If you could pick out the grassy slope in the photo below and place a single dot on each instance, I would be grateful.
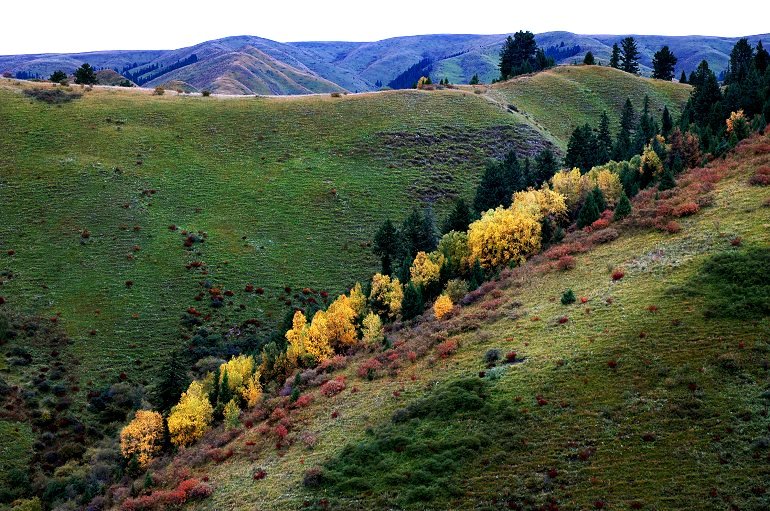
(565, 97)
(702, 434)
(258, 175)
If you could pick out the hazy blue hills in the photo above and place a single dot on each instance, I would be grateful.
(254, 65)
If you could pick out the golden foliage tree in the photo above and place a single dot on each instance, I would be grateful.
(372, 330)
(231, 414)
(142, 437)
(297, 337)
(386, 295)
(425, 269)
(503, 235)
(570, 184)
(540, 203)
(607, 181)
(191, 417)
(339, 327)
(442, 306)
(358, 301)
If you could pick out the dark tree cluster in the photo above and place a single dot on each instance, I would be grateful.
(520, 55)
(501, 179)
(151, 72)
(409, 78)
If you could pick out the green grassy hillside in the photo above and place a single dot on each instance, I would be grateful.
(280, 187)
(647, 393)
(565, 97)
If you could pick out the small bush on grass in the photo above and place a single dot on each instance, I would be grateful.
(52, 96)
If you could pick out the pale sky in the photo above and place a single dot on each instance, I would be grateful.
(57, 26)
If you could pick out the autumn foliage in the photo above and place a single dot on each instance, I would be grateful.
(142, 437)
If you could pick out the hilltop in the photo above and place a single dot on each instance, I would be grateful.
(254, 65)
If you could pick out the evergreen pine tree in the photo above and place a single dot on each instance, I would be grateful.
(412, 305)
(623, 208)
(459, 218)
(85, 75)
(386, 246)
(477, 276)
(629, 56)
(225, 392)
(57, 76)
(604, 141)
(589, 213)
(615, 58)
(761, 59)
(601, 202)
(667, 181)
(667, 123)
(663, 63)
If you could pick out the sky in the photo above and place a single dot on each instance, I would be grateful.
(56, 26)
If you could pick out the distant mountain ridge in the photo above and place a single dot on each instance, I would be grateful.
(254, 65)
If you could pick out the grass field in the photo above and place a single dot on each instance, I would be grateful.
(281, 187)
(637, 401)
(565, 97)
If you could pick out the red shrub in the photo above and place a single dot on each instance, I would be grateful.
(201, 491)
(281, 432)
(761, 177)
(219, 455)
(303, 400)
(187, 485)
(566, 263)
(446, 348)
(369, 368)
(672, 227)
(333, 387)
(686, 209)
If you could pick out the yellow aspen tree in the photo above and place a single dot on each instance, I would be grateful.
(318, 341)
(358, 301)
(503, 235)
(297, 338)
(340, 323)
(252, 390)
(387, 295)
(372, 330)
(142, 437)
(442, 306)
(570, 184)
(191, 417)
(425, 271)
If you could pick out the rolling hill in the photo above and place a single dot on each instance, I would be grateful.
(229, 65)
(133, 223)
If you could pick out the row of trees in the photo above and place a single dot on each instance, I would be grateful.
(521, 55)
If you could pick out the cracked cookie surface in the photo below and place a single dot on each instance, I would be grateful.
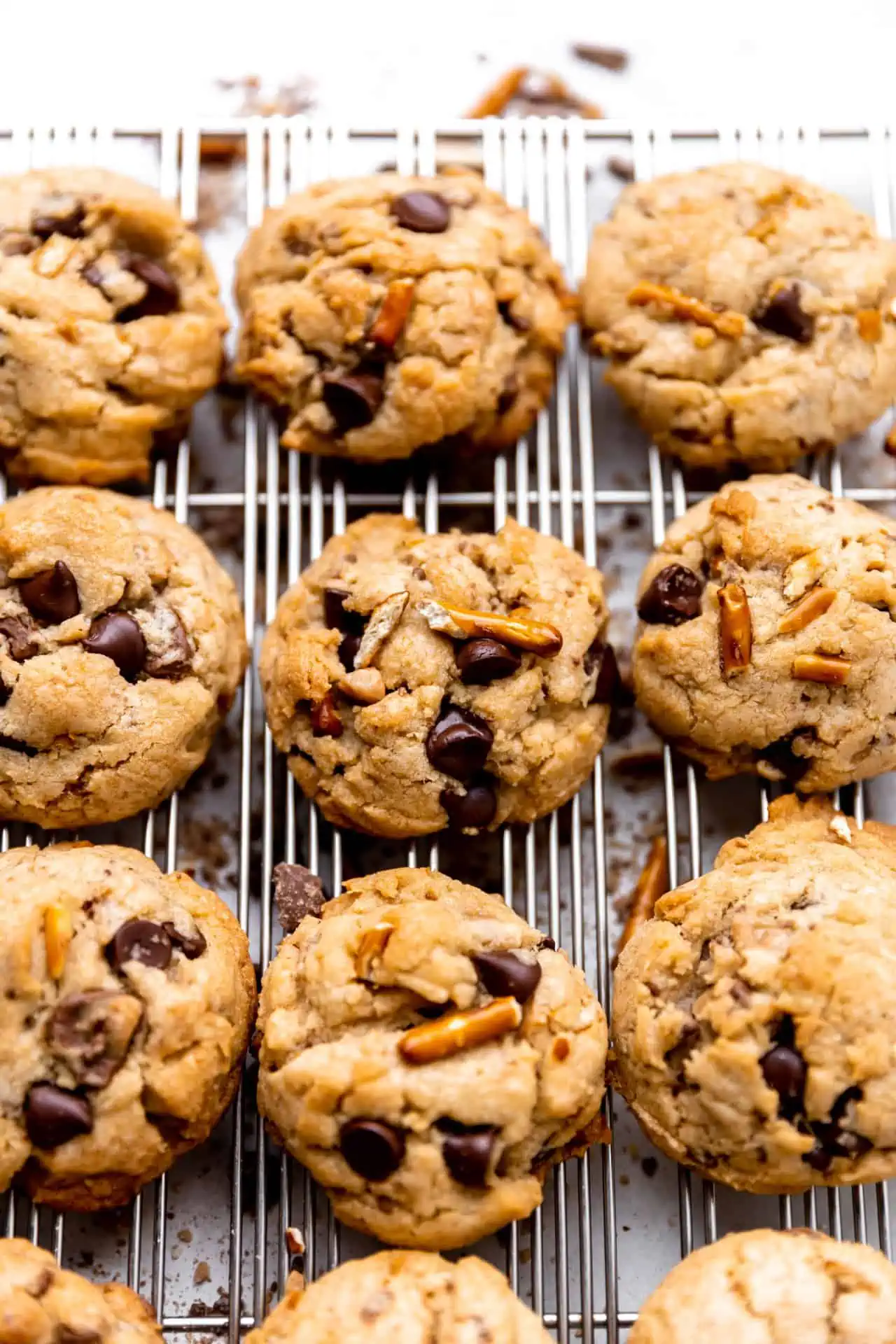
(790, 346)
(407, 1296)
(121, 647)
(111, 327)
(754, 1015)
(763, 1287)
(384, 314)
(39, 1303)
(428, 1056)
(399, 722)
(124, 1018)
(798, 682)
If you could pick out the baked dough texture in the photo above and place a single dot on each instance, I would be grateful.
(111, 327)
(418, 1142)
(127, 1003)
(754, 1018)
(388, 312)
(790, 347)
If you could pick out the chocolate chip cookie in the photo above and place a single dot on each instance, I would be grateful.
(42, 1303)
(769, 635)
(384, 314)
(428, 1056)
(111, 326)
(758, 1287)
(407, 1296)
(418, 682)
(746, 314)
(125, 1012)
(755, 1015)
(121, 647)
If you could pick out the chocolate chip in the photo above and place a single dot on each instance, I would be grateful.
(422, 211)
(458, 742)
(118, 638)
(505, 974)
(143, 941)
(92, 1032)
(298, 892)
(371, 1148)
(352, 400)
(163, 293)
(783, 316)
(672, 597)
(54, 1116)
(485, 660)
(466, 1151)
(20, 638)
(52, 594)
(190, 944)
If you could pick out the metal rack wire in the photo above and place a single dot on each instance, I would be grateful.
(568, 1261)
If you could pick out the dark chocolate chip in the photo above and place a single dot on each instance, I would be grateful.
(52, 594)
(371, 1148)
(783, 316)
(190, 944)
(54, 1116)
(20, 638)
(118, 638)
(466, 1151)
(672, 597)
(458, 742)
(92, 1034)
(163, 293)
(422, 211)
(475, 808)
(298, 892)
(143, 941)
(352, 400)
(505, 974)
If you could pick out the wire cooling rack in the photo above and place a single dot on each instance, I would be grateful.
(206, 1243)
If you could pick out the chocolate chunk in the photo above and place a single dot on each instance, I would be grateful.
(163, 293)
(352, 400)
(783, 316)
(54, 1116)
(143, 941)
(422, 211)
(371, 1148)
(118, 638)
(485, 660)
(505, 974)
(475, 808)
(20, 638)
(190, 944)
(298, 892)
(52, 594)
(672, 597)
(92, 1034)
(466, 1151)
(59, 214)
(458, 742)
★ ★ ★ ★ ★ ★ ★
The reply should hold every line of the records unchanged and no pictures.

▸ RESULT OF THE TASK
If you could pick out the grassy slope in the photo below and place a single dot on each instance, I would be grateful.
(565, 97)
(702, 434)
(258, 175)
If you could pick out the hazy blue hills in the photo above and place a single dot on each instance, I would be grateful.
(254, 65)
If you could pick out the golden foliage tree in the photo above and place a single dot on each instance, I would be grateful.
(372, 330)
(231, 414)
(142, 437)
(297, 337)
(386, 295)
(425, 269)
(503, 235)
(570, 184)
(540, 203)
(607, 181)
(191, 417)
(339, 327)
(442, 306)
(358, 301)
If you could pick out the dark tree cluster in the photo above and place a single dot on each instance, I would be grateful.
(520, 55)
(501, 179)
(151, 72)
(409, 78)
If you could pick out the green grassy hillside in the photo above and place a single dot on each instance, I would be grateful.
(280, 187)
(647, 393)
(565, 97)
If you could pick out the small bush on grass in the photo above and place a single dot on each instance, I would be grateful.
(52, 96)
If you could pick out the pale sky in the photo above and place a single dot on each instance, I would be grateful.
(57, 26)
If you could pick out the autumn foliage in the photo above and place a single dot on each instance, I would be grateful.
(142, 437)
If you could pick out the hilltop in the photo above and place a single dot on each instance, I would be grateful.
(254, 65)
If you could pick out the evergreen pine tree in the photo above and place a single dot on each instance, I would be grateful.
(412, 305)
(623, 208)
(459, 218)
(85, 75)
(386, 246)
(477, 276)
(629, 56)
(225, 392)
(57, 76)
(604, 141)
(589, 213)
(615, 58)
(761, 59)
(601, 202)
(667, 181)
(667, 123)
(663, 63)
If you could pick out the sky in the photo above and place a single dot on each instance, I would be grateful.
(56, 26)
If you could pick out the distant mountain ridge in the photo above and place a single dot on each instance, I would be grateful.
(254, 65)
If you could pick out the grass field in the photo above and place a single dot on each instance, I would be grateful.
(281, 187)
(637, 401)
(565, 97)
If you could pick out the red shrub in the photo above and place a single dot on each instance, I would be grateful.
(201, 491)
(281, 432)
(761, 177)
(219, 455)
(303, 400)
(187, 485)
(566, 263)
(446, 348)
(369, 368)
(672, 227)
(333, 387)
(686, 209)
If you could pick out the yellow aspen tree in the photo above and place a single dot on each instance, I would be grateful.
(318, 341)
(358, 301)
(503, 235)
(297, 338)
(340, 323)
(252, 390)
(387, 295)
(372, 330)
(142, 437)
(442, 306)
(570, 184)
(191, 417)
(425, 271)
If you could pick out the rolling hill in the photo above and place a single dot on each instance, I would be grateful.
(229, 65)
(133, 223)
If you could pick out the row of trees in the photo above and place a single dot on each instance, I would be grateful.
(521, 55)
If you could pick out the cracked cookie surface in the photo below and place a single dot on each instance, I would be grateful.
(790, 346)
(407, 1296)
(121, 647)
(111, 327)
(754, 1015)
(763, 1287)
(384, 314)
(39, 1303)
(428, 1056)
(399, 722)
(124, 1018)
(798, 682)
If you could pick out the baked dough texture in the photo above and place a single dot on each instance, I would be grateful.
(111, 327)
(418, 1142)
(127, 1003)
(754, 1018)
(388, 312)
(790, 347)
If you could pick out the chocolate chip cookie in the photo above and place a single dot on each instance, I would be grateful.
(42, 1303)
(769, 635)
(384, 314)
(428, 1056)
(111, 326)
(758, 1287)
(407, 1296)
(418, 682)
(746, 314)
(125, 1012)
(755, 1015)
(121, 647)
If you could pick out the chocolate chip in the photo above and place a single dot on each instance, I would be grateful.
(422, 211)
(458, 742)
(118, 638)
(505, 974)
(143, 941)
(92, 1032)
(298, 892)
(371, 1148)
(352, 400)
(163, 293)
(783, 316)
(672, 597)
(54, 1116)
(485, 660)
(466, 1151)
(20, 638)
(52, 594)
(190, 944)
If you could pick out the metal rack wire in the photo above and place a single dot on each instance, I would be grateful.
(568, 1261)
If you could pick out the dark chocolate chip in the photo above and place a single dot on each instance, I would be grateful.
(52, 594)
(371, 1148)
(783, 316)
(190, 944)
(54, 1116)
(20, 638)
(118, 638)
(466, 1151)
(672, 597)
(458, 742)
(92, 1034)
(163, 293)
(422, 211)
(475, 808)
(298, 892)
(143, 941)
(352, 400)
(505, 974)
If you could pick out the wire cooling rack in the photo above and place a single dot on each instance, I would be grateful.
(206, 1243)
If you could pick out the chocolate chunk in the photo above and place a single dot on each instance, I would be grateful.
(163, 293)
(352, 400)
(783, 316)
(54, 1116)
(143, 941)
(422, 211)
(371, 1148)
(118, 638)
(485, 660)
(505, 974)
(475, 808)
(20, 638)
(190, 944)
(298, 892)
(52, 594)
(672, 597)
(92, 1034)
(466, 1151)
(59, 214)
(458, 742)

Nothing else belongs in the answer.